▼▼▼
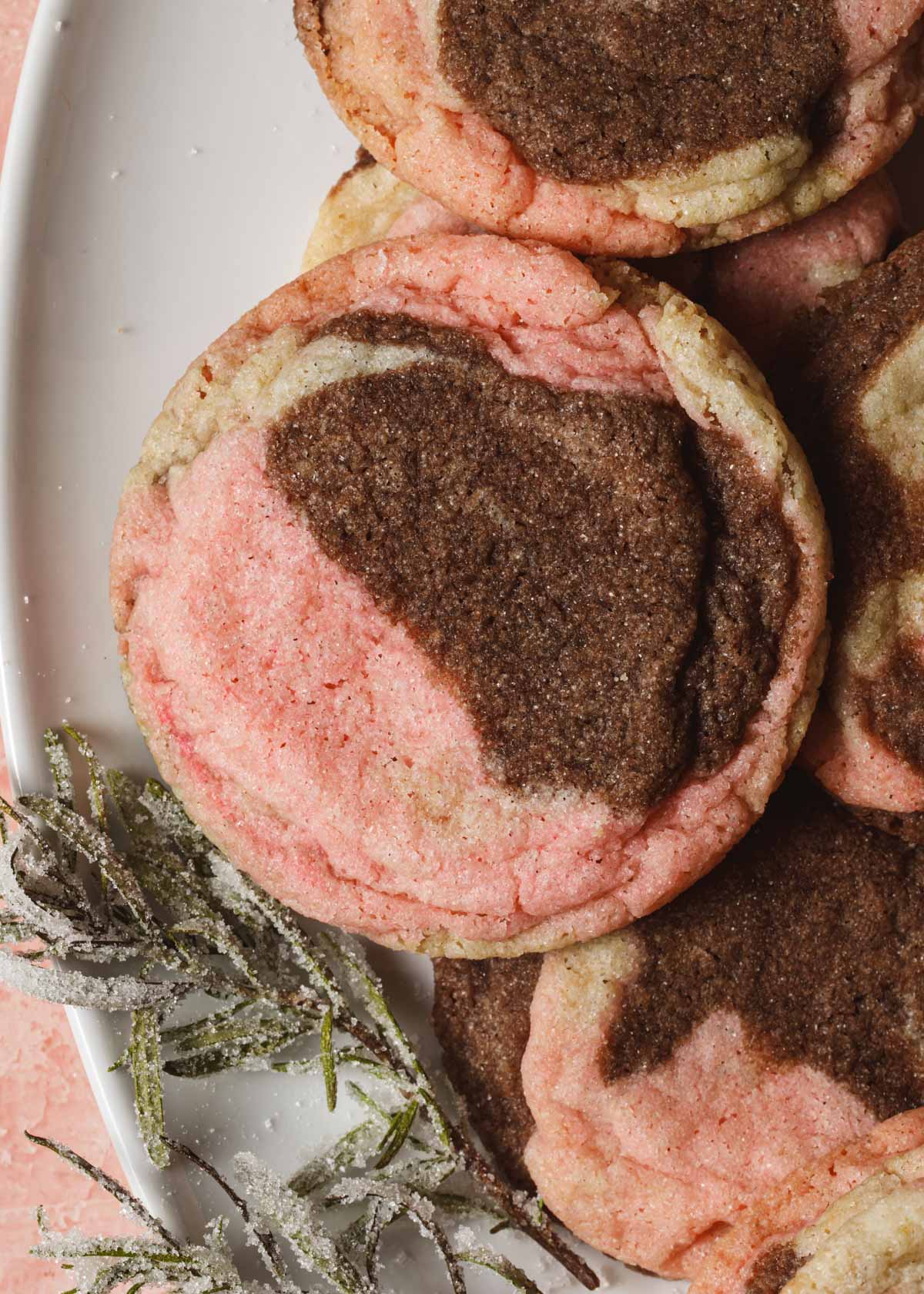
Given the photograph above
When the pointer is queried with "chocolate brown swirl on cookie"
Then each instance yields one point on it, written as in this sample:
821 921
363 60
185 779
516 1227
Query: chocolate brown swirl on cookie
810 932
606 89
857 411
545 548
▲▲▲
-- Objective --
Rewrite the lines above, swapping "chocolate" for "caramel" and leaving everything else unchanged, with the pictures omitted.

-- Result of this task --
Given the photograph above
When the pointer is queried with "caramel brown swirl on cookie"
Then each instance yields one point on it, written as in this sample:
821 921
363 60
185 779
516 1227
Query: caramel brown swirl on cookie
810 932
606 89
857 411
545 548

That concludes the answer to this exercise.